What you need to do -
Make an exact copy of every entry below, with the pictures left out.

====== Given data

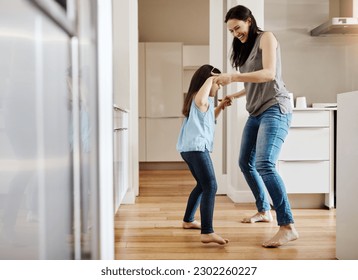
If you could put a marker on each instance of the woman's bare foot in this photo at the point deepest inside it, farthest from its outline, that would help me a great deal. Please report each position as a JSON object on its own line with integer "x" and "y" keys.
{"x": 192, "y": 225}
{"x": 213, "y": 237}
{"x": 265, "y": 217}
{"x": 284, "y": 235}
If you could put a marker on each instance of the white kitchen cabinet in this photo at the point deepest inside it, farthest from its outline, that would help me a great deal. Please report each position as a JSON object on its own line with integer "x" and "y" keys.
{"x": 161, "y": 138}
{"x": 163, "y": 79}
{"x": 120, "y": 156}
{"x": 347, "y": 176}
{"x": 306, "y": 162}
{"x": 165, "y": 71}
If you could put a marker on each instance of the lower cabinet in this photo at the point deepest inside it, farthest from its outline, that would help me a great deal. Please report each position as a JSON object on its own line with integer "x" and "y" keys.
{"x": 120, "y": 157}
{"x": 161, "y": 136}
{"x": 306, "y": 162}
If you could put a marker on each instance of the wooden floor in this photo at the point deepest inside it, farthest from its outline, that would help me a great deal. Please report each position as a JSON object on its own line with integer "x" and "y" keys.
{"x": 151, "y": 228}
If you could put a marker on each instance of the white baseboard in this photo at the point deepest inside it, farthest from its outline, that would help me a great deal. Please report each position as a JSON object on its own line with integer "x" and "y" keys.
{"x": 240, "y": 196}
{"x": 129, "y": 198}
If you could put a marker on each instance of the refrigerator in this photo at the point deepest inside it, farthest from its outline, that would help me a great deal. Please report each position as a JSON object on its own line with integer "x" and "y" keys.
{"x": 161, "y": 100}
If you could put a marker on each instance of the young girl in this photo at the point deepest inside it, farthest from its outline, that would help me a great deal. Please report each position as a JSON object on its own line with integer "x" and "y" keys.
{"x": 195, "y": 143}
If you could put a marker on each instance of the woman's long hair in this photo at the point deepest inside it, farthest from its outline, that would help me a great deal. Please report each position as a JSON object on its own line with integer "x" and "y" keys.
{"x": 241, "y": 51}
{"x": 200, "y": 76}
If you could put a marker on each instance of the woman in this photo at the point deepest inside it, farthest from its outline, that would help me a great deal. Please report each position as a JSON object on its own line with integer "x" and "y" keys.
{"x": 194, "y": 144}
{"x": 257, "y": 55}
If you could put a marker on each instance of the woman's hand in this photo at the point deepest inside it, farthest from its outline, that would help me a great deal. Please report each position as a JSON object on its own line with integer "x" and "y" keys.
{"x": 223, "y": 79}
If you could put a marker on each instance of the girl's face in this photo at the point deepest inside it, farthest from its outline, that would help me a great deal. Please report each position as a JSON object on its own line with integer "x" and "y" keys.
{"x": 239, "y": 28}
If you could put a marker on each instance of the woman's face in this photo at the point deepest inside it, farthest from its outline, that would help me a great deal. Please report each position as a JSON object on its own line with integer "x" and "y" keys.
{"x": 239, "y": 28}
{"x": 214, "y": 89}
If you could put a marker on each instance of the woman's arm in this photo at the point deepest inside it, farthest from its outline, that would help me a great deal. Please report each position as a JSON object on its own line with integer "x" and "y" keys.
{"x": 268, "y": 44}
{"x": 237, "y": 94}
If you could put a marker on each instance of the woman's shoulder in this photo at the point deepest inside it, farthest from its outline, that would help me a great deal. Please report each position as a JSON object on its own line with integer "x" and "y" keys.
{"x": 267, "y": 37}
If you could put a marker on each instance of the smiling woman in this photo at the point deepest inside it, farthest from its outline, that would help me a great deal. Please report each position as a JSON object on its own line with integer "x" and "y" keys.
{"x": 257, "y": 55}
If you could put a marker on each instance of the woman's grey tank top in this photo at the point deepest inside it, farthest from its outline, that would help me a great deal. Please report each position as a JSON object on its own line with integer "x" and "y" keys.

============

Response to this task -
If you could put a marker on each instance of the woman's bare foot in this photo at the point deepest inside it, farthest from its outline, that would help me a great deal. Please report each position as a JSON object on its own line with integer "x" and "y" keys.
{"x": 192, "y": 225}
{"x": 213, "y": 237}
{"x": 265, "y": 217}
{"x": 284, "y": 235}
If you could put a marker on each instance of the white kitchen cabinet in this photo at the point deepest inside it, farthest from its outline, that would help me a great deal. Please report each position as a JSON object on its own line with integer "x" and "y" keys.
{"x": 161, "y": 138}
{"x": 163, "y": 79}
{"x": 120, "y": 156}
{"x": 347, "y": 176}
{"x": 306, "y": 162}
{"x": 165, "y": 71}
If you could put a marker on each instance of the lower cabinet in this photo at the point deepest inside it, farthest from its outline, that would help me a great deal. Please report each position as a JSON object on its own line with integer "x" and "y" keys.
{"x": 120, "y": 157}
{"x": 161, "y": 136}
{"x": 306, "y": 162}
If you could put a marker on each instance of the wooden floor in this photo at the point deepest inside it, farthest from its outline, that would help me a great deal. Please report each position as a JSON object on its own line with integer "x" and "y" keys.
{"x": 151, "y": 228}
If you could put a marker on each instance of the white baseboard in this photo at the point deepest inside it, farthest from its outline, that would help me a great deal. Please report each position as a JSON object on its own line with integer "x" and "y" keys.
{"x": 240, "y": 196}
{"x": 129, "y": 198}
If you could put a marker on each instance of the refrigerator in this photo at the point deepest inside it, farthest from its outline, that would help me a great deal. Please report each position as a JSON object on its own line with integer "x" and "y" keys.
{"x": 161, "y": 100}
If you could put a marker on each instance of the young girl in this photo at the point deepest inside it, farthest from its outline, that would help me a great deal. Please report each position as a JSON object on its own line with integer "x" and "y" keys.
{"x": 195, "y": 143}
If you could put a marker on each instance of the woman's long hair in this photo at the point deepest inside it, farthest from its outline, that would help me a great deal. Please report each position as a JSON object on its own line with integer "x" and "y" keys.
{"x": 241, "y": 51}
{"x": 200, "y": 76}
If you could put a marker on each instance of the woman in this photo at the point deepest inside it, farthest from its outline, that would help me a great deal. Please report each position as a JSON object on its own line with integer "x" and "y" keys.
{"x": 194, "y": 144}
{"x": 257, "y": 55}
If you could put a marker on each instance of the woman's hand in this photo at the point deepest inside it, farthest from its outline, that would help me a great deal. Please report each position as a JSON object on its own line with integer "x" and "y" keys.
{"x": 223, "y": 79}
If you could put a marker on each instance of the girl's face in this photo at the point deepest inside it, farthest from its outline, that would help me a great deal. Please report each position as a JSON object on its own line with integer "x" and "y" keys.
{"x": 239, "y": 28}
If you could put a marker on each instance of the woman's face in this photo at the point deepest inside it, farthest from its outline, that would help me a great deal. Please report each position as a JSON object on its own line with integer "x" and "y" keys.
{"x": 239, "y": 28}
{"x": 214, "y": 89}
If you could put a marker on each instance of the woman's arm in this photo at the point deepest inside it, farthest from its outline, that would help me a great deal. Please report each position as a JSON object on its own line with integer "x" and "y" keys.
{"x": 268, "y": 44}
{"x": 237, "y": 94}
If you could put a marker on each instance of the woman's shoulder in this photo at the point deepest inside it, farthest from its outline, that would help me a great deal. Please report each position as a JSON object on its own line with integer "x" and "y" keys.
{"x": 267, "y": 37}
If you could put a marker on each instance of the smiling woman in this photo at the point deepest inside it, farthest from its outline, that would help me a great deal. Please report each position as a JSON object on its own line with integer "x" and "y" keys.
{"x": 257, "y": 55}
If you could put a marker on each instance of the woman's grey tank top in this photo at the point deepest inside it, farthest from its outline, that would help me a great deal. Please report each position as a JSON object on its own line with integer "x" and "y" keys.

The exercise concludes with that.